> [WHAT YOU ARE ASKED TO DO]
In full and without alteration, print the entries.

BEGIN LISTED ENTRIES

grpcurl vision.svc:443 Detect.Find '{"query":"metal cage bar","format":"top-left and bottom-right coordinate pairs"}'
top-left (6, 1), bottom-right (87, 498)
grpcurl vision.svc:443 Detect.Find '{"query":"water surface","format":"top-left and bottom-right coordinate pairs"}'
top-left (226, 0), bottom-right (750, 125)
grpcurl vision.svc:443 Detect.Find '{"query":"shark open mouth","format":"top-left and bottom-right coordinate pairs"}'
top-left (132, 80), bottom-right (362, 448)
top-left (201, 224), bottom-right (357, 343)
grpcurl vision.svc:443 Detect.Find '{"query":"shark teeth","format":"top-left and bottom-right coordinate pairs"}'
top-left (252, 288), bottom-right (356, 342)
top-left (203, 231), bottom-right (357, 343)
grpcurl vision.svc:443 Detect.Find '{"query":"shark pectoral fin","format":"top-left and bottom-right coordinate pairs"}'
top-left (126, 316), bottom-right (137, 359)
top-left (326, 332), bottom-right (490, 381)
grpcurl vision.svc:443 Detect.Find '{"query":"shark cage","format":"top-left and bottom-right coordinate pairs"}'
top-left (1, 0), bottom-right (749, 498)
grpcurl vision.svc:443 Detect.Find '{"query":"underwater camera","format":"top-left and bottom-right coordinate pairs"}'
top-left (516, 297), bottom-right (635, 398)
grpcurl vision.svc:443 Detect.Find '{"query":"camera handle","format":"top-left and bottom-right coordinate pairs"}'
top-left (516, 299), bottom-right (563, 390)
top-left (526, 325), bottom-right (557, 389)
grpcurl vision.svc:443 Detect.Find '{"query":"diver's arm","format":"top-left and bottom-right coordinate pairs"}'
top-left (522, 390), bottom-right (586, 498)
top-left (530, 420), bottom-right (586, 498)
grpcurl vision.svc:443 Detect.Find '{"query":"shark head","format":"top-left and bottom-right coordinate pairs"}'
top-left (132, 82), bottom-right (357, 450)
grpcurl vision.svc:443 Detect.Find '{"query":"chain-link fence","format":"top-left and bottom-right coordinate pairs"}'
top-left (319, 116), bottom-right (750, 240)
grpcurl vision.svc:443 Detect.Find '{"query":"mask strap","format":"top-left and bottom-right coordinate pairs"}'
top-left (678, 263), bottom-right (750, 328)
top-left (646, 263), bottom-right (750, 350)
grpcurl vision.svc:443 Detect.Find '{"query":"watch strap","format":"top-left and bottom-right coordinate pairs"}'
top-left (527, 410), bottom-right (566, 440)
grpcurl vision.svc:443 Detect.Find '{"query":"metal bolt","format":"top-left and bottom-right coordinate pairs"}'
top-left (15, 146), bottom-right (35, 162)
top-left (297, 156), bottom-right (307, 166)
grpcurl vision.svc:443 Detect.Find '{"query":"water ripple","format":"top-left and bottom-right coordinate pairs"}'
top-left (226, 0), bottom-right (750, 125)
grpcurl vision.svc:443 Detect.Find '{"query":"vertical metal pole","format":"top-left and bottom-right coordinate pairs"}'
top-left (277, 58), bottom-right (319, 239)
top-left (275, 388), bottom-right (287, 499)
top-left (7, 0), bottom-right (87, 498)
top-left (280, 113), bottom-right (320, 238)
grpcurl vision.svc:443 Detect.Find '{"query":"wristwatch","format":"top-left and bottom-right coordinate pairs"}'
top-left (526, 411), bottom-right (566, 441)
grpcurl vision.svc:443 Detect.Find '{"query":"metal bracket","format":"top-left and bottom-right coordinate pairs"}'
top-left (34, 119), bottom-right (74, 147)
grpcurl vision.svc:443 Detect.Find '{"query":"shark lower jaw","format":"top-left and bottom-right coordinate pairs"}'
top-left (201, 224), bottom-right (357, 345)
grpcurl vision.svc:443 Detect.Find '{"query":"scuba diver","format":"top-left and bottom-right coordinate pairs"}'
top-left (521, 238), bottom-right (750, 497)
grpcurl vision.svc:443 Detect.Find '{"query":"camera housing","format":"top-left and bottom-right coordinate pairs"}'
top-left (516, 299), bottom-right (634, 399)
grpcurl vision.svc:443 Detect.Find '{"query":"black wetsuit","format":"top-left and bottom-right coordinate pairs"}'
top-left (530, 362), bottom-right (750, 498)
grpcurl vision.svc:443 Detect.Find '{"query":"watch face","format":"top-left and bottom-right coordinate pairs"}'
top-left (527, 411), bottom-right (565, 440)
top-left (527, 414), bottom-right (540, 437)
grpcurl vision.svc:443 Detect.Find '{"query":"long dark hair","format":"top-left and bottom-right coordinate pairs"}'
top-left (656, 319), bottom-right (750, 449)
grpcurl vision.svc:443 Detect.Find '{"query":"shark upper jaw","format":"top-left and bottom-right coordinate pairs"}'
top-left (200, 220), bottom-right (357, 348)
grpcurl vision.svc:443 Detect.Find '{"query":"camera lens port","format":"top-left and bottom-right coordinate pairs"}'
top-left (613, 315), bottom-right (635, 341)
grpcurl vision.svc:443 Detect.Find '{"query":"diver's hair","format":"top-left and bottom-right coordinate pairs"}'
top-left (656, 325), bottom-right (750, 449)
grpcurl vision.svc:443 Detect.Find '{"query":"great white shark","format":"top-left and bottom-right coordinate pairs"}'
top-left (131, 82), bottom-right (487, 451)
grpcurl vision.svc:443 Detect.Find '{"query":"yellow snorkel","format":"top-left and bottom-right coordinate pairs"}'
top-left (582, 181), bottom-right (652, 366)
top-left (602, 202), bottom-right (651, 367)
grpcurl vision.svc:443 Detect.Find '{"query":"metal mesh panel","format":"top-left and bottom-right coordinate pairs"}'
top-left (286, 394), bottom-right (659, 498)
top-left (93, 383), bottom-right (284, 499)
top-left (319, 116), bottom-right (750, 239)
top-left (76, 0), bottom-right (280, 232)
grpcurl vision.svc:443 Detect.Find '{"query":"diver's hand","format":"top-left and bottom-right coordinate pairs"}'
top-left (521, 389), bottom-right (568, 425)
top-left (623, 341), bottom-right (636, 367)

END LISTED ENTRIES

> [SOLUTION TO THIS EXERCISE]
grpcurl vision.svc:443 Detect.Find '{"query":"metal cage bar","format":"top-left and bottom-right coordinate pairs"}'
top-left (6, 1), bottom-right (87, 498)
grpcurl vision.svc:443 Detect.Find '{"query":"water surface","format":"top-left and bottom-right coordinate pairs"}'
top-left (226, 0), bottom-right (750, 125)
grpcurl vision.svc:443 Detect.Find '{"query":"shark open mouth","format":"top-left and bottom-right coordinate pairs"}'
top-left (132, 80), bottom-right (362, 448)
top-left (201, 224), bottom-right (357, 343)
grpcurl vision.svc:443 Detect.Find '{"query":"shark teeth","format":"top-left and bottom-right coordinate pairs"}'
top-left (252, 288), bottom-right (356, 342)
top-left (203, 231), bottom-right (357, 343)
grpcurl vision.svc:443 Detect.Find '{"query":"shark pectoral fin","format":"top-left and bottom-right coordinate pairs"}'
top-left (126, 316), bottom-right (137, 359)
top-left (326, 332), bottom-right (490, 381)
grpcurl vision.svc:443 Detect.Find '{"query":"shark cage","format":"top-left and bottom-right coordinate pairs"}'
top-left (1, 0), bottom-right (749, 498)
grpcurl vision.svc:443 Detect.Find '{"query":"underwater camera","format":"top-left and bottom-right coordinate pairs"}'
top-left (516, 297), bottom-right (635, 398)
grpcurl vision.svc:443 Detect.Find '{"query":"camera handle","format":"top-left and bottom-right coordinate pairs"}'
top-left (516, 299), bottom-right (563, 390)
top-left (526, 325), bottom-right (557, 389)
grpcurl vision.svc:443 Detect.Find '{"query":"diver's arm","format":"top-left and bottom-right coordinate pairs"}'
top-left (522, 390), bottom-right (586, 498)
top-left (530, 420), bottom-right (586, 498)
grpcurl vision.svc:443 Detect.Find '{"query":"shark head","format":"top-left and bottom-right coordinate pairs"}'
top-left (132, 82), bottom-right (357, 450)
grpcurl vision.svc:443 Detect.Find '{"query":"chain-link fence","format":"top-left and bottom-right coordinate pairs"}'
top-left (319, 116), bottom-right (750, 240)
grpcurl vision.svc:443 Detect.Find '{"query":"mask strap","format":"top-left and bottom-right coordinate pairs"}'
top-left (678, 263), bottom-right (750, 328)
top-left (646, 263), bottom-right (750, 350)
grpcurl vision.svc:443 Detect.Find '{"query":"watch strap","format":"top-left and bottom-right coordinate pairs"}'
top-left (527, 410), bottom-right (566, 440)
grpcurl vision.svc:443 Detect.Find '{"query":"metal bolt","format":"top-left and bottom-right coordinate pairs"}'
top-left (15, 146), bottom-right (35, 162)
top-left (297, 156), bottom-right (307, 166)
grpcurl vision.svc:443 Detect.Find '{"query":"water ripple","format":"top-left and bottom-right coordinate pairs"}'
top-left (226, 0), bottom-right (750, 125)
grpcurl vision.svc:443 Detect.Find '{"query":"vertical metal pole","format":"top-left and bottom-right coordinate pairs"}'
top-left (277, 58), bottom-right (319, 239)
top-left (275, 388), bottom-right (287, 499)
top-left (7, 0), bottom-right (87, 498)
top-left (280, 113), bottom-right (320, 238)
grpcurl vision.svc:443 Detect.Find '{"query":"wristwatch","format":"top-left and bottom-right coordinate pairs"}'
top-left (526, 411), bottom-right (566, 441)
grpcurl vision.svc:443 Detect.Find '{"query":"metal bracket","format":"top-left and bottom-right coordinate pairs"}'
top-left (34, 119), bottom-right (74, 147)
grpcurl vision.svc:443 Detect.Find '{"query":"shark lower jaw","format":"top-left and bottom-right coordinate pairs"}'
top-left (201, 224), bottom-right (357, 345)
grpcurl vision.svc:443 Detect.Find '{"query":"scuba diver","format":"top-left and bottom-right coordinate pairs"}'
top-left (521, 238), bottom-right (750, 497)
grpcurl vision.svc:443 Detect.Find '{"query":"camera housing","format":"top-left and bottom-right coordinate pairs"}'
top-left (516, 299), bottom-right (634, 399)
grpcurl vision.svc:443 Detect.Find '{"query":"black wetsuit","format":"top-left and bottom-right coordinate pairs"}'
top-left (530, 362), bottom-right (750, 498)
grpcurl vision.svc:443 Detect.Find '{"query":"watch face","format":"top-left and bottom-right coordinate pairs"}'
top-left (527, 411), bottom-right (565, 440)
top-left (527, 414), bottom-right (540, 437)
grpcurl vision.svc:443 Detect.Find '{"query":"long dark hair","format":"top-left and bottom-right coordinate pairs"}'
top-left (656, 319), bottom-right (750, 449)
grpcurl vision.svc:443 Detect.Find '{"query":"shark upper jaw","format":"top-left and bottom-right coordinate pairs"}'
top-left (200, 220), bottom-right (357, 348)
grpcurl vision.svc:443 Detect.Find '{"query":"camera lens port","format":"top-left and bottom-right coordinate pairs"}'
top-left (613, 315), bottom-right (635, 341)
grpcurl vision.svc:443 Detect.Find '{"query":"diver's hair","format":"top-left and bottom-right coordinate pairs"}'
top-left (656, 325), bottom-right (750, 449)
grpcurl vision.svc:443 Detect.Find '{"query":"great white shark","format":"top-left and bottom-right coordinate pairs"}'
top-left (131, 82), bottom-right (487, 451)
grpcurl vision.svc:443 Detect.Find '{"query":"yellow snorkel","format":"top-left and bottom-right coordinate pairs"}'
top-left (582, 181), bottom-right (652, 366)
top-left (602, 202), bottom-right (651, 367)
grpcurl vision.svc:443 Detect.Find '{"query":"metal mesh panel","format":"top-left and bottom-right coordinate pairs"}'
top-left (286, 394), bottom-right (659, 498)
top-left (93, 383), bottom-right (284, 499)
top-left (319, 116), bottom-right (750, 239)
top-left (76, 0), bottom-right (280, 232)
grpcurl vision.svc:443 Detect.Find '{"query":"diver's hand","format":"top-left and bottom-right coordinate pairs"}'
top-left (521, 389), bottom-right (568, 425)
top-left (623, 341), bottom-right (636, 367)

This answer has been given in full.